Renzi, Renzi… Abili come lui nel rovesciare le frittate nella politica italiana forse non ce ne sono stati mai. Metti nel bicchiere un goccio di liquido e lui riuscirà a spacciarlo per stracolmo. Quando, dopo la disfatta, affronta per la prima volta i media, al termine di un incontro al vertice con lo chef Massimo Bottura, ha già pronta la sua arringa. Non nasconde affatto la valenza nazionale del voto, come avevano provato a fare in mattinata i suoi più goffi ufficiali: «C’è un elemento nazionale, una vittoria netta e indiscutibile dell’M5S contro di noi». Para in anticipo le accuse di preparare il sabotaggio: «Il governo aiuterà tutti a cercare di fare bene». Ma il pezzo forte è un altro: «Non credo che sia stato un voto di protesta ma di cambiamento, ha vinto chi ha saputo interpretare meglio il bisogno di cambiamento». La medesima analisi fatta dal rivale Beppe.

Il punto è che se il Pd quel bisogno di cambiamento non ha saputo intercettarlo non è perché alla sua guida c’è appunto Matteo Renzi, ma perché il medesimo, come aveva affermato domenica, nelle ore del disastro, non è stato «Renzi abbastanza». A dare voce al pensiero del capo è il fedelissimo Andrea Marcucci: «Il Pd perde dove non fa il Pd, dove non ha il coraggio di cambiare». Fingendo di assumersi le proprie responsabilità, Renzi e il suo stato maggiore le addossano così al partito, alla sua resistenza all’innovazione, alla rottamazione fermatasi prima di fare del tutto piazza pulita.

(Righe di dati)

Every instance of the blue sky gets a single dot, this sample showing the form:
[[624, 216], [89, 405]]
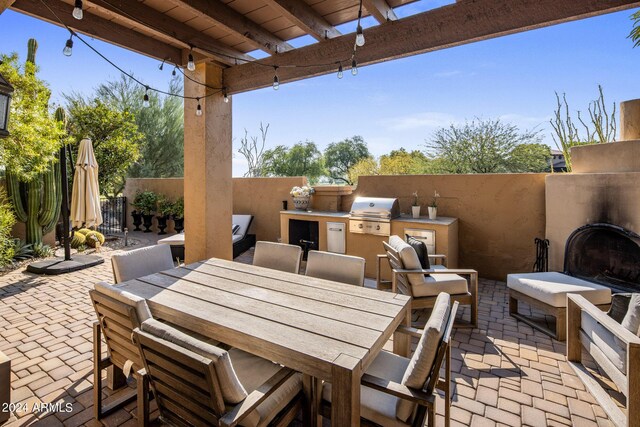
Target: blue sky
[[394, 104]]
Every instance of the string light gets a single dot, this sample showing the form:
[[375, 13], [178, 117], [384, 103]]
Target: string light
[[77, 10], [276, 80], [68, 47], [191, 66], [145, 99]]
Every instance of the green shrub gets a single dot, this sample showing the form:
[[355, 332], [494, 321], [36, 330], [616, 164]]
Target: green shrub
[[7, 220], [77, 240], [93, 238]]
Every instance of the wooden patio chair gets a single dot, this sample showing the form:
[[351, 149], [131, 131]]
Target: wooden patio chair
[[339, 268], [118, 314], [141, 262], [408, 278], [402, 392], [195, 383], [278, 256]]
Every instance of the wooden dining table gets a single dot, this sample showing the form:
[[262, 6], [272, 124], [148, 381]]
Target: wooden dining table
[[326, 330]]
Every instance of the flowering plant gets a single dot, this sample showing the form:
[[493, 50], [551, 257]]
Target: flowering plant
[[434, 200], [304, 191]]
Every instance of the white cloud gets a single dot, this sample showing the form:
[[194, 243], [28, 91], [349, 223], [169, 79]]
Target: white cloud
[[426, 120]]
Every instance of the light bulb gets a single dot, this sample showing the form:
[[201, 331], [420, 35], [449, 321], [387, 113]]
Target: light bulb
[[359, 37], [77, 10], [68, 47]]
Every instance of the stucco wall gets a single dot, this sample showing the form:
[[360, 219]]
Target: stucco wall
[[260, 197], [499, 214], [574, 200]]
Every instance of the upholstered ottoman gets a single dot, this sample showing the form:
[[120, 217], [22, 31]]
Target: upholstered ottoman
[[548, 292]]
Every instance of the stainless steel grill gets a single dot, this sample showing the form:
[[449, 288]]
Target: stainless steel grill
[[373, 215]]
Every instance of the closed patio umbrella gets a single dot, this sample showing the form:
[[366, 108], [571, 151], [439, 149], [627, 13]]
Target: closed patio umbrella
[[85, 196]]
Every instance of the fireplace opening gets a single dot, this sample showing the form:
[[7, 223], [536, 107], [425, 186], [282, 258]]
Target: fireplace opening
[[606, 254]]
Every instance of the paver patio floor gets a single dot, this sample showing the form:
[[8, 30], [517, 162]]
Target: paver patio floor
[[504, 373]]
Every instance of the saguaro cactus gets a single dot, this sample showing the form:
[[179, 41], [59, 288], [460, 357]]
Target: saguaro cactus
[[37, 202]]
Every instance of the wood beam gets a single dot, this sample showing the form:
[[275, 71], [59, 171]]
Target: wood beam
[[235, 22], [380, 10], [138, 14], [464, 22], [100, 28], [5, 4], [303, 16]]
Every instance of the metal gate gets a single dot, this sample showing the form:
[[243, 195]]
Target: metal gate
[[114, 215]]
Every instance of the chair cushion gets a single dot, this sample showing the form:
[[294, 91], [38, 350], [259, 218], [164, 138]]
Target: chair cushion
[[423, 358], [339, 268], [140, 304], [421, 251], [252, 372], [232, 390], [605, 341], [141, 262], [377, 406], [631, 320], [278, 256], [552, 288], [244, 221]]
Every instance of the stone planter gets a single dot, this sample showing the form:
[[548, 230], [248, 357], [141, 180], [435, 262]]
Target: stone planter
[[301, 203]]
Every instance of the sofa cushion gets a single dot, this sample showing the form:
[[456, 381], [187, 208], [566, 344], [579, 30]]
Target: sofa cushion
[[421, 251], [631, 320], [375, 405], [141, 262], [424, 356], [232, 390], [608, 343], [552, 288], [140, 304]]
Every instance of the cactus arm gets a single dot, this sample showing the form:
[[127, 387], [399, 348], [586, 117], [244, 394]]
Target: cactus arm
[[51, 199], [13, 187]]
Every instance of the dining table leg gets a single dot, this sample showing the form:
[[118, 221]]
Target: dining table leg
[[346, 374]]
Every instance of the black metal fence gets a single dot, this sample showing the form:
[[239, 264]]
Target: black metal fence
[[114, 215]]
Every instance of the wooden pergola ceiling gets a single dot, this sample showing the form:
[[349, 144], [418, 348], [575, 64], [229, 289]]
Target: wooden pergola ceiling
[[224, 31]]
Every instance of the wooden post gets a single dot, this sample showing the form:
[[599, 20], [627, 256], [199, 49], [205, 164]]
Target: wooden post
[[208, 197]]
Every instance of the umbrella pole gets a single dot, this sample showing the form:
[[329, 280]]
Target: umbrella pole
[[65, 203]]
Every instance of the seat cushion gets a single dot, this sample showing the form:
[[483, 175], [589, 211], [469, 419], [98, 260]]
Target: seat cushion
[[175, 240], [552, 288], [339, 268], [421, 363], [244, 222], [141, 262], [140, 304], [605, 341], [377, 406], [232, 389], [252, 372]]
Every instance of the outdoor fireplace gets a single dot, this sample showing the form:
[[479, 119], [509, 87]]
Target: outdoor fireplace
[[605, 254]]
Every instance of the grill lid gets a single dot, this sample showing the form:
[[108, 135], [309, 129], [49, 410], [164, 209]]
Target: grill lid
[[375, 208]]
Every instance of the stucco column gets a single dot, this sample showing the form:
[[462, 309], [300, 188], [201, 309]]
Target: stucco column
[[630, 120], [208, 195]]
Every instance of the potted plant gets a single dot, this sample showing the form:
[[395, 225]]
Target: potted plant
[[415, 207], [164, 208], [145, 204], [433, 206], [301, 196], [178, 215]]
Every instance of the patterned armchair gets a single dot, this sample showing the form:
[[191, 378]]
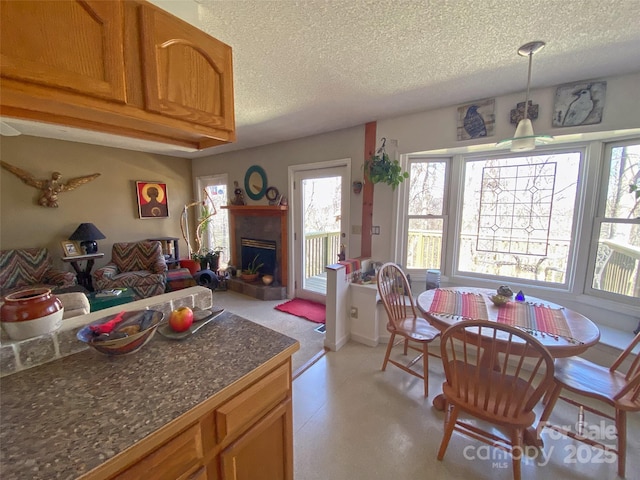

[Consegna 1] Riscrivi la parte del testo su Renzi compresa tra "Renzi, Renzi… Abili" e "dal rivale Beppe.", estremi inclusi, sostituendo "disfatta" con "sconfitta".
[Consegna 2]
Rispondi a queste domande sul testo su Renzi.
(a) Con chi si era incontrato Renzi prima di affrontare per la prima volta i media?
(b) Secondo Renzi, di che cosa è stato il voto, anziché di protesta?
(c) Chi dà voce al pensiero del capo?
I record non servono per lo svolgimento.

[Risposta 1]
Renzi, Renzi… Abili come lui nel rovesciare le frittate nella politica italiana forse non ce ne sono stati mai. Metti nel bicchiere un goccio di liquido e lui riuscirà a spacciarlo per stracolmo. Quando, dopo la sconfitta, affronta per la prima volta i media, al termine di un incontro al vertice con lo chef Massimo Bottura, ha già pronta la sua arringa. Non nasconde affatto la valenza nazionale del voto, come avevano provato a fare in mattinata i suoi più goffi ufficiali: «C’è un elemento nazionale, una vittoria netta e indiscutibile dell’M5S contro di noi». Para in anticipo le accuse di preparare il sabotaggio: «Il governo aiuterà tutti a cercare di fare bene». Ma il pezzo forte è un altro: «Non credo che sia stato un voto di protesta ma di cambiamento, ha vinto chi ha saputo interpretare meglio il bisogno di cambiamento». La medesima analisi fatta dal rivale Beppe.

[Risposta 2]
(a) Con lo chef Massimo Bottura.
(b) Di cambiamento.
(c) Andrea Marcucci.